Now, every pharma wants a $440K drug like Alexion's

These days, if pharma executives aren't talking about targeted drugs and their companion diagnostics, they're touting the promise of rare-disease treatments. In what might be Exhibit A for that argument, Forbes profiles Alexion Pharmaceuticals, which made its name--and built its income statement--on Soliris, a drug now approved for a variety of rare-and-frightening disorders.

Alexion launched Soliris in 2007 for one indication--to treat patients with a rare and terminal form of anemia. Since then, it has broadened the drug's market and pumped up its sales by 600%, Forbes points out. Expected 2012 sales? $1.1 billion.

[Assigned task A] Decide whether each statement below agrees with the piece about Alexion and Soliris, answering yes or no and quoting the words from the piece that settle it: (i) Alexion launched Soliris in 2007 to treat a rare and terminal form of anemia. (ii) Soliris sales have grown by 300% since its launch. (iii) Soliris sales for 2012 are expected to reach $1.1 billion.
[Assigned task B] Transcribe the piece about Alexion and Soliris word for word, everything from "Now, every pharma" down to "sales? $1.1 billion.".
[Assigned task C] Go on with the piece about Alexion and Soliris from the point where it stops.

[Records from a data collection]
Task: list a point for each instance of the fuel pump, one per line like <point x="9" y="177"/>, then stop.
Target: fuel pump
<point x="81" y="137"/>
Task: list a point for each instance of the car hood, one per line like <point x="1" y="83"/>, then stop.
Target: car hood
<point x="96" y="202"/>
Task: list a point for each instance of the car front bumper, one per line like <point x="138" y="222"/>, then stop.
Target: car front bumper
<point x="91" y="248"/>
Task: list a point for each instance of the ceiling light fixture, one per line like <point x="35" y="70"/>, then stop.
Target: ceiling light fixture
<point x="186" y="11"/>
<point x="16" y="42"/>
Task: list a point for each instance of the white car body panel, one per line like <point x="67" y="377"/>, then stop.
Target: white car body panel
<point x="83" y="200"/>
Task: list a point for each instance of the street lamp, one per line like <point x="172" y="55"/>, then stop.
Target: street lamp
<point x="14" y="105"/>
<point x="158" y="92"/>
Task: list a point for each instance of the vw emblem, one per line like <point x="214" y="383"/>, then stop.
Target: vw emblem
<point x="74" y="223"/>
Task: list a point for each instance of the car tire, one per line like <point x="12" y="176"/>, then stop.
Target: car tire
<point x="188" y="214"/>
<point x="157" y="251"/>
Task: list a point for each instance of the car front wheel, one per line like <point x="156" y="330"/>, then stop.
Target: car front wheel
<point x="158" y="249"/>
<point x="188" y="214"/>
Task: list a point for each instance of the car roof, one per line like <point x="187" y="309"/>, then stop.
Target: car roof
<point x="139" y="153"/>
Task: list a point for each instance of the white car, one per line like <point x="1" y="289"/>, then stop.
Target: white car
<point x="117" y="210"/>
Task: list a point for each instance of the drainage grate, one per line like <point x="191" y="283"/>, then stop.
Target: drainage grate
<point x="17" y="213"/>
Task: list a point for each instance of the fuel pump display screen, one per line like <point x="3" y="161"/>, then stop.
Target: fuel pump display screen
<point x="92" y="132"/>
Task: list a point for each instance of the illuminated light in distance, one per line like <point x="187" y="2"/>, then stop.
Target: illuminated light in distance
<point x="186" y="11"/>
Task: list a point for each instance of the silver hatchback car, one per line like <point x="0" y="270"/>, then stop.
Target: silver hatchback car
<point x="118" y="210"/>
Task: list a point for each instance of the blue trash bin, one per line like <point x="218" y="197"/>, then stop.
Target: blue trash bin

[Your response A]
(i) Yes: "Alexion launched Soliris in 2007 for one indication--to treat patients with a rare and terminal form of anemia."
(ii) No: "it has broadened the drug's market and pumped up its sales by 600%"
(iii) Yes: "Expected 2012 sales? $1.1 billion."

[Your response B]
Now, every pharma wants a $440K drug like Alexion's

These days, if pharma executives aren't talking about targeted drugs and their companion diagnostics, they're touting the promise of rare-disease treatments. In what might be Exhibit A for that argument, Forbes profiles Alexion Pharmaceuticals, which made its name--and built its income statement--on Soliris, a drug now approved for a variety of rare-and-frightening disorders.

Alexion launched Soliris in 2007 for one indication--to treat patients with a rare and terminal form of anemia. Since then, it has broadened the drug's market and pumped up its sales by 600%, Forbes points out. Expected 2012 sales? $1.1 billion.

[Your response C]
So, Soliris is one of Big Pharma's next new breed: The very expensive treatment for very few patients. At $440,000 per year, Alexion only has to reach a few thousand patients to hit blockbuster territory. And payers can hardly balk at covering a treatment that can relieve intense suffering and prolong patients' lives. Even penny-pinching governments fork over the money, Alexion CEO Leonard Bell told Forbes.

That's not to say that super-expensive products that target super-small niches offer infinite promise. Insurers and government payers can't foot the bill for an unlimited number of $200,000-and-up drugs, no matter how effective.